### TASK TO COMPLETE
Copy out every line in the entries below that includes "blue".

[Opening MATERIAL SHOWN section]

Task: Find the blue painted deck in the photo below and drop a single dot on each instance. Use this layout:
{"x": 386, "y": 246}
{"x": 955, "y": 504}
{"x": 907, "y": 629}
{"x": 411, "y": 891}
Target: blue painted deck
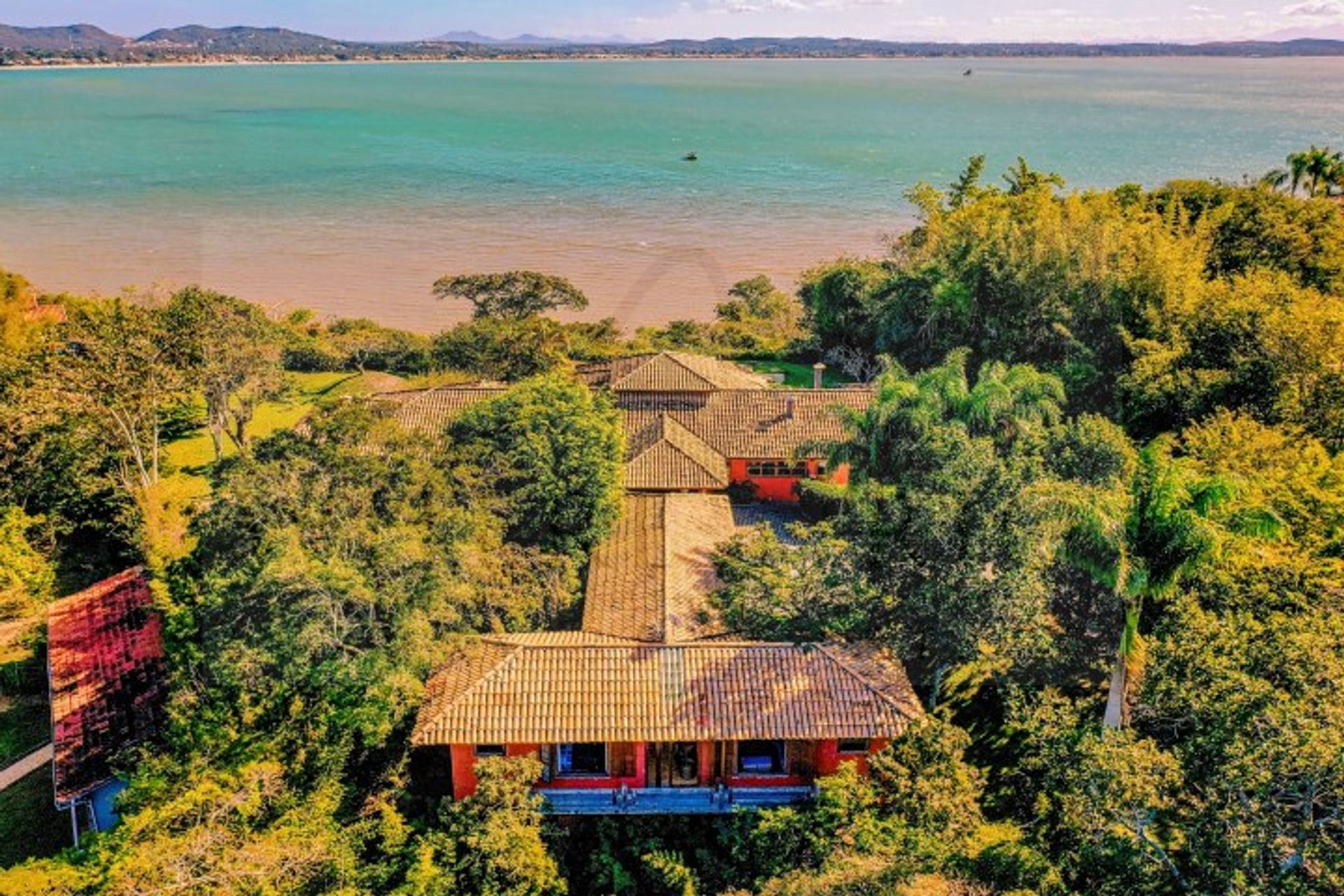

[Closing MATERIAL SHOWN section]

### PROBLEM SOLUTION
Task: Find the blue painted deck in the photo below and drop a single dot on each instance. Use this layout:
Target: blue painted deck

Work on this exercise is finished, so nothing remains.